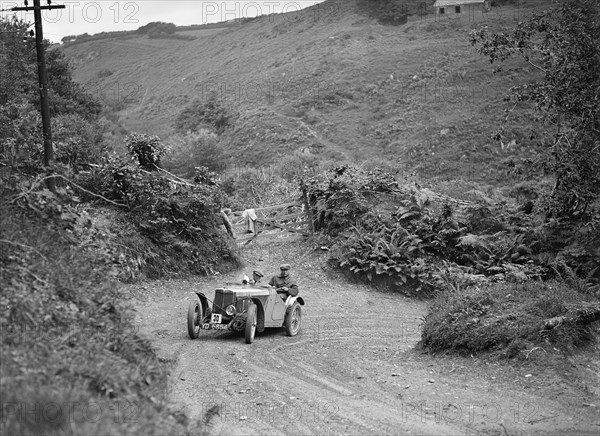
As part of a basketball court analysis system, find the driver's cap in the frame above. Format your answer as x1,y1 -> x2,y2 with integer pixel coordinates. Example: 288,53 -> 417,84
280,263 -> 291,270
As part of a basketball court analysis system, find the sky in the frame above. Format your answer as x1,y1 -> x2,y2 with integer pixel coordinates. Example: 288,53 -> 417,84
0,0 -> 327,43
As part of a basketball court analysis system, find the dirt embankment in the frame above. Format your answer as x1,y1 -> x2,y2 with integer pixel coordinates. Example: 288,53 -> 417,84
128,238 -> 600,435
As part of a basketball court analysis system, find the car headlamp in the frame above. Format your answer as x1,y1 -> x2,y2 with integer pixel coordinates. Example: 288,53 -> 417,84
225,304 -> 236,316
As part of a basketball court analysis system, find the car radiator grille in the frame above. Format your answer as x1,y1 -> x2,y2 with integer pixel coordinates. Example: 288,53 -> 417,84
212,289 -> 234,315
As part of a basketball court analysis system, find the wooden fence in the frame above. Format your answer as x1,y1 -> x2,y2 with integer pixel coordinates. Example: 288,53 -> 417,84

▶ **ABOUT THIS EXERCISE**
Nothing but an exact repeat of the records, pictures excluded, belongs in the answer.

▶ **RESULT OF THIS TASK**
As part of a basketball court analysis system, find the driver's cap in the frame above. Format your answer as x1,y1 -> x2,y2 with integer pixel coordinates. Example: 288,53 -> 417,84
280,263 -> 291,270
As part of a basketball court analysis system, find the sky in the frame above. Format your answer as x1,y1 -> x2,y2 with integer pixel coordinates. Example: 288,53 -> 417,84
0,0 -> 327,43
As part of a basketball court analysis system, find the dirt embankment in the frame above. Format your answer as x1,y1 -> x2,y2 with integer pixel coordinates. Example: 288,53 -> 417,84
128,238 -> 600,435
As part of a basketball court analysis system, find the car headlamp in the frame above. Format your answer as x1,y1 -> x2,y2 with integer pixel coordinates. Example: 288,53 -> 417,84
225,304 -> 236,316
As part of a basketball court analysis system, find the car radiator grille in the frame above. Format your answer as x1,y1 -> x2,y2 with integer pixel coordinates. Example: 288,53 -> 417,84
212,289 -> 234,315
As part of a basketball court analysis system, find the wooden fence in the frame above. Format your answer as x1,y1 -> x2,y2 with integer pixel coordinates. Example: 288,53 -> 417,84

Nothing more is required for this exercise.